**What you should do**
Everything from the line holding "Args: query, the phrase to segment: calm" through the last line below must be repeated exactly, and nothing else.
◇ ◇ ◇ ◇ ◇ ◇ ◇
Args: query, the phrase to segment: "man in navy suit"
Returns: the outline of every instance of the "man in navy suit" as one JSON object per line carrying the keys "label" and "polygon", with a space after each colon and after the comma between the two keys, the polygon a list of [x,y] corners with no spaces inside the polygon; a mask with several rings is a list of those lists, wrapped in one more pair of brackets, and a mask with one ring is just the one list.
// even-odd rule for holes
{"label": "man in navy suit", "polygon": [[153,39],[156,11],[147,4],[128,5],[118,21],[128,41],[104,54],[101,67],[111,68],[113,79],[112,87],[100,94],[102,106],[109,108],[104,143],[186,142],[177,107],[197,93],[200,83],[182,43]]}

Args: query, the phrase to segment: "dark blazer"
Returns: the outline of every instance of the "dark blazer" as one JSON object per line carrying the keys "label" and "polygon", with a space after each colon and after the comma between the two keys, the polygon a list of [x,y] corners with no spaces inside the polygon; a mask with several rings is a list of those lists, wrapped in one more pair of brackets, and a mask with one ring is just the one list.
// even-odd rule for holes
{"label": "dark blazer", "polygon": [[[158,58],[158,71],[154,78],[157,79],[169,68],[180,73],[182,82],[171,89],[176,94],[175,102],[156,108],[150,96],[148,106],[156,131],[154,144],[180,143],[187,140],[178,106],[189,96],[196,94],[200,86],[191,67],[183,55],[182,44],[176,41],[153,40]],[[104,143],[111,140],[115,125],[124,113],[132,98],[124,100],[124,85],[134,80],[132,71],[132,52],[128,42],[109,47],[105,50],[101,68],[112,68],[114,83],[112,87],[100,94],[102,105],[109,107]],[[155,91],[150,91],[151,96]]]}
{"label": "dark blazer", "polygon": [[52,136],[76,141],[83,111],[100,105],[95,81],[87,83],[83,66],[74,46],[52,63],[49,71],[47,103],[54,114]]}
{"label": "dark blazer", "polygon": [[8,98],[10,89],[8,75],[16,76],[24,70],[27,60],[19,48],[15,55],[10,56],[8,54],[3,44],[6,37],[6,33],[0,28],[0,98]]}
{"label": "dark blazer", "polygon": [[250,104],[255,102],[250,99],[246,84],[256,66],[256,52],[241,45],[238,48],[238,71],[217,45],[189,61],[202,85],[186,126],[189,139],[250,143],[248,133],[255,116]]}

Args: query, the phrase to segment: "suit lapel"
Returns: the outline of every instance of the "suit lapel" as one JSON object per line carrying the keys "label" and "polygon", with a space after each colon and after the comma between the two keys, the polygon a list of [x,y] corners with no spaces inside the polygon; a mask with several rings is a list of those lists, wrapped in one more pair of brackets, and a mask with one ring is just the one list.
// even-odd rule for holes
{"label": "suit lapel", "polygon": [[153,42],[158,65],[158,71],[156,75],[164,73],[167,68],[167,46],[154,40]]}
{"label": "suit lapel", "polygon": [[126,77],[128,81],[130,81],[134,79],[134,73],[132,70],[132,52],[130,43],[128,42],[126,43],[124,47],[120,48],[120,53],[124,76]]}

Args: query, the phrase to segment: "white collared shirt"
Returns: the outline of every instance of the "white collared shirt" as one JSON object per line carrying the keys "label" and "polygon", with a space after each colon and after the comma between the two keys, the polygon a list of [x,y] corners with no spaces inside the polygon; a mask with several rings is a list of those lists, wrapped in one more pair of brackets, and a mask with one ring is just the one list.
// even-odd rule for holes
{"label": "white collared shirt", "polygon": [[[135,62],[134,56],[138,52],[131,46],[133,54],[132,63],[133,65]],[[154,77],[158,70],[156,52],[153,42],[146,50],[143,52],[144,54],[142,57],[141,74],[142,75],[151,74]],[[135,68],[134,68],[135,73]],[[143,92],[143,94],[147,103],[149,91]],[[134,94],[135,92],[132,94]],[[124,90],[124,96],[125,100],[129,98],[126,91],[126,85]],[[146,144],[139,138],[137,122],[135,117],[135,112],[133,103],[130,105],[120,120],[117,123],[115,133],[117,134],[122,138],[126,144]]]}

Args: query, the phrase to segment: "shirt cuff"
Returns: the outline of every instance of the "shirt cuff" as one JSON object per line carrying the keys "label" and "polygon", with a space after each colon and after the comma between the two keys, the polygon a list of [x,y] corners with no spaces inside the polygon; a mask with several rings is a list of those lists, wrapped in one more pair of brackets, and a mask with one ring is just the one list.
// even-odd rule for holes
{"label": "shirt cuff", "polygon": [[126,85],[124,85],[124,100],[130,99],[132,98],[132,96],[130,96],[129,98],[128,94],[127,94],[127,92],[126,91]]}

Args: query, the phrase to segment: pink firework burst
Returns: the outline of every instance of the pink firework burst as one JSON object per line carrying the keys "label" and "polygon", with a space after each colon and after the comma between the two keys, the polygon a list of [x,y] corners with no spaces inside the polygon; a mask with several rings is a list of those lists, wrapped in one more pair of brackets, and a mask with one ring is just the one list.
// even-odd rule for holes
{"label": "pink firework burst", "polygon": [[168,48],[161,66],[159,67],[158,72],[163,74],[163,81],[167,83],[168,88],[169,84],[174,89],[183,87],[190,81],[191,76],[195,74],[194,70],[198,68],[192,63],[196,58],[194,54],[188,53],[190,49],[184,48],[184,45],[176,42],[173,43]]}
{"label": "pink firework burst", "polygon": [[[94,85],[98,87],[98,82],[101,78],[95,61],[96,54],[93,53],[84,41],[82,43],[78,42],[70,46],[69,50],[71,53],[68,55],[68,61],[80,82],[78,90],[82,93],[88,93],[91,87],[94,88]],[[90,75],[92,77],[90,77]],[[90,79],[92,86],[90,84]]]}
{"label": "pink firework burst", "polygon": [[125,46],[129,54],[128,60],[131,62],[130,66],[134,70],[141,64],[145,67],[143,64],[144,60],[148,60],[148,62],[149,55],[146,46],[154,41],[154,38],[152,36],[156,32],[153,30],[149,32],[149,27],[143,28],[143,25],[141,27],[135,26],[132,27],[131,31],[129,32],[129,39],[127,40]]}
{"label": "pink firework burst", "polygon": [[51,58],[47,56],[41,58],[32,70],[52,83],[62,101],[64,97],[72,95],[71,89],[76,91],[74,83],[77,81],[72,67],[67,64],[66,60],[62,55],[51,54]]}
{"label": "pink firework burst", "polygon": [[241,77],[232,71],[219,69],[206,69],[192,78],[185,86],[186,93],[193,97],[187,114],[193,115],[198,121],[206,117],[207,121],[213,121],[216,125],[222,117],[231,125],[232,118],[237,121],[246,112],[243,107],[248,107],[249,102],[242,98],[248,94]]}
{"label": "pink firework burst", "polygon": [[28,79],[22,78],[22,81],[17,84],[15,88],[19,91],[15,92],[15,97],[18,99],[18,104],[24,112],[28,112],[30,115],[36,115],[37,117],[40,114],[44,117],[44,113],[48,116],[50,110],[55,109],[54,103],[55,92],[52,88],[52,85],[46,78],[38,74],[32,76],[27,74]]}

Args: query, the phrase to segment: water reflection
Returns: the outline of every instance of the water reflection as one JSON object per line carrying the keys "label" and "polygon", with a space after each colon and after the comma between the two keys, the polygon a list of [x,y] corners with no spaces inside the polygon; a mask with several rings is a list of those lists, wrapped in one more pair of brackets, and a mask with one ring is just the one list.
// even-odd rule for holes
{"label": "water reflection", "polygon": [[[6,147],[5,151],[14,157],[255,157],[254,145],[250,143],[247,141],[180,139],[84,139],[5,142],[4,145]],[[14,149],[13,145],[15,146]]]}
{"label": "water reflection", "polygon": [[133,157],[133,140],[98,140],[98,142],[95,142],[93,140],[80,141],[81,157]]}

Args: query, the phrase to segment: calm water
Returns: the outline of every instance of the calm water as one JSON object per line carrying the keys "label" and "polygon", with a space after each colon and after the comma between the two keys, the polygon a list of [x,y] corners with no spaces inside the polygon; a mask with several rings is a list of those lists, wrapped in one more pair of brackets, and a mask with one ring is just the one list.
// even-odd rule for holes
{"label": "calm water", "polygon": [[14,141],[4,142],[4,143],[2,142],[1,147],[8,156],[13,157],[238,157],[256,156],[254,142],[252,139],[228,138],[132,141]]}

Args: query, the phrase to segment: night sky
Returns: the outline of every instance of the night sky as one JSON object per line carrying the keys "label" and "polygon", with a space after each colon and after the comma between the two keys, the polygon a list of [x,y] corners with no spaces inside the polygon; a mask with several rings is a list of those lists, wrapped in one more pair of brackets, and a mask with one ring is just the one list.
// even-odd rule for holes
◇ ◇ ◇ ◇ ◇ ◇ ◇
**Worked solution**
Args: query, the phrase to segment: calm water
Returns: the outline of every instance of the calm water as one JSON object per line carrying the keys "label" and "polygon", with a space after each colon and after the comma between the two keys, the polygon a list of [x,y] corners with no spaces inside the polygon; a mask with several rings is a list of those lists, wrapped in one more pair of brackets, and a mask with one ring is just the one list.
// even-odd rule for holes
{"label": "calm water", "polygon": [[14,141],[4,142],[4,143],[2,142],[1,147],[8,156],[13,157],[238,157],[256,156],[254,142],[252,139],[228,138],[132,141]]}

Args: query, the phrase to segment: night sky
Returns: the outline of every instance of the night sky as one JSON object per line carrying the keys "label" and "polygon", with a space after each colon and after the comma between the two keys, the polygon a list of [x,y] corners with no spaces inside the polygon; a mask with several rings is a list of those lists, wrapped in one more pair of brackets, and a mask with one ring is just the one list.
// even-odd rule for holes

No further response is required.